» **LISTED RECORDS**:
________

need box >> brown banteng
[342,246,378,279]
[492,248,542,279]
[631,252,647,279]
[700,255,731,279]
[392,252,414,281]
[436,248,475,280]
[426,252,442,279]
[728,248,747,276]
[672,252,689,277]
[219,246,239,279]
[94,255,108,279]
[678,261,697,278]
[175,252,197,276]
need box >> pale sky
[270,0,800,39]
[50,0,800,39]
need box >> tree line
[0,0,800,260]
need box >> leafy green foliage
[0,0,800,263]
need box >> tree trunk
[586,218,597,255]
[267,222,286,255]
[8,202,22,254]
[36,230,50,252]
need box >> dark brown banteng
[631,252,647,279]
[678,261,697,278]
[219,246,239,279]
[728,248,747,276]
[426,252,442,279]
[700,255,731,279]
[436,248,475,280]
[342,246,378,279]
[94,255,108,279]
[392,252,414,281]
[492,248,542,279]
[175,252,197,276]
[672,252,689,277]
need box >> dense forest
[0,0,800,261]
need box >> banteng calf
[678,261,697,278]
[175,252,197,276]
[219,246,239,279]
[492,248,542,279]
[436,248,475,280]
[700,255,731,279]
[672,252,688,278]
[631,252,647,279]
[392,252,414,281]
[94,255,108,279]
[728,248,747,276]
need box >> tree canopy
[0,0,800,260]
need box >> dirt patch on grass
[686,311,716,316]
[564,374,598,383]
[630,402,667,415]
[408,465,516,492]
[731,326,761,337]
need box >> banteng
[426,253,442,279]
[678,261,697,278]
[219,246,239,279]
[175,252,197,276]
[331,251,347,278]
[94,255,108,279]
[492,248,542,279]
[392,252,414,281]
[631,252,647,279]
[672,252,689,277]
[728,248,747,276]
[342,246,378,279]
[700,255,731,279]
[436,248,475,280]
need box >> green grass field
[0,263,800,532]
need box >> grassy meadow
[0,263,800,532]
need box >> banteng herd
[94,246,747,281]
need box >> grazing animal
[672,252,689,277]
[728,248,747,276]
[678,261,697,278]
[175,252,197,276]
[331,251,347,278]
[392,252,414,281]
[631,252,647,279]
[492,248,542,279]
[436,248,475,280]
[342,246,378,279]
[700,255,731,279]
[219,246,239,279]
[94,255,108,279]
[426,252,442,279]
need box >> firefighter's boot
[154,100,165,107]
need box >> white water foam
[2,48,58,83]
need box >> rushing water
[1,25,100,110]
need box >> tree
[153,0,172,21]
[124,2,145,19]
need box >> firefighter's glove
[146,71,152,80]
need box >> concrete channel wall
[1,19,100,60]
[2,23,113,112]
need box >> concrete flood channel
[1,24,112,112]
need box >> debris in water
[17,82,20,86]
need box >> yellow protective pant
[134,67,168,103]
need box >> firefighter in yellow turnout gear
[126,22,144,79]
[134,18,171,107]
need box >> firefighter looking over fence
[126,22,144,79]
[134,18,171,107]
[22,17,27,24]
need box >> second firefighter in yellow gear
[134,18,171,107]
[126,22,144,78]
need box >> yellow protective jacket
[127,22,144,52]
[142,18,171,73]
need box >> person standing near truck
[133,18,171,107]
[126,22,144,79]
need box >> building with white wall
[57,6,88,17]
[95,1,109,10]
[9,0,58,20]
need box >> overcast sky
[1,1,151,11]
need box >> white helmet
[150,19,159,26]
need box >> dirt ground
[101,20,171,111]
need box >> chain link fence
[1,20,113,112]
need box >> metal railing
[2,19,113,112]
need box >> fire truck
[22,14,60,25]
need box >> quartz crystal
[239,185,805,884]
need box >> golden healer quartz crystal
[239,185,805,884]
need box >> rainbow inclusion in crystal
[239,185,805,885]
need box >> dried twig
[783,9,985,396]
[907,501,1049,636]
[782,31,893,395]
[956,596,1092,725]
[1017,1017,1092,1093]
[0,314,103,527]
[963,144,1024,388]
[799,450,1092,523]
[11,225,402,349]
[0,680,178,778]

________

Reproduce the items from the line with "need box >> dark brown banteng" to the line with "[126,22,144,78]", both ends included. Shift every box coordinate by adding 106 to it, and leave every other line unchanged.

need box >> dark brown banteng
[737,358,753,385]
[784,367,803,384]
[325,352,345,385]
[834,354,853,382]
[532,358,548,385]
[806,361,837,385]
[542,354,581,386]
[448,352,484,385]
[200,361,214,385]
[498,358,520,387]
[598,354,648,385]
[281,358,303,382]
[778,358,795,383]
need box >> dense forest
[106,106,906,367]
need box >> banteng calf
[784,367,803,384]
[281,358,303,382]
[325,352,345,385]
[598,354,648,385]
[542,354,581,386]
[806,361,837,385]
[778,358,794,384]
[737,358,753,385]
[498,358,520,387]
[200,361,214,385]
[834,354,853,382]
need box >> tree canopy
[106,106,906,366]
need box >> dirt patch on grass
[792,417,822,422]
[670,480,704,489]
[736,508,773,521]
[514,571,622,598]
[837,432,867,443]
need box >> banteng
[532,359,548,385]
[784,367,803,384]
[325,352,345,385]
[281,358,303,382]
[437,357,453,384]
[200,361,214,385]
[598,354,648,385]
[498,358,520,387]
[737,358,753,385]
[778,358,795,383]
[834,354,853,382]
[448,352,484,385]
[806,361,837,385]
[542,354,581,386]
need box >> green grass field
[106,369,906,638]
need box >> grassy meadow
[106,369,906,638]
need box >> banteng herd
[200,352,853,387]
need box >> grazing animal
[778,358,795,383]
[834,354,853,382]
[784,367,803,384]
[281,358,303,382]
[437,357,453,384]
[498,358,520,387]
[737,358,753,385]
[598,354,648,385]
[542,354,581,386]
[448,352,484,385]
[806,361,837,385]
[325,352,345,385]
[200,361,214,385]
[532,358,548,385]
need box >> firefighter's boot
[260,206,271,213]
need box >> white water foam
[108,154,164,189]
need box >> rushing water
[107,131,206,216]
need box >> tree
[259,106,278,127]
[230,108,251,125]
need box >> firefighter's glove
[252,177,258,186]
need box >> concrete channel wall
[107,125,206,166]
[108,129,219,218]
need box >> concrete flood channel
[107,130,218,218]
need box >> debris in water
[123,188,126,192]
need box >> yellow protective pant
[240,173,274,209]
need box >> firefighter in yellow turnout gear
[232,128,250,185]
[240,124,277,213]
need box >> firefighter looking over fence
[232,128,250,185]
[240,124,277,213]
[128,123,133,130]
need box >> second firefighter in yellow gear
[240,124,277,213]
[232,128,250,184]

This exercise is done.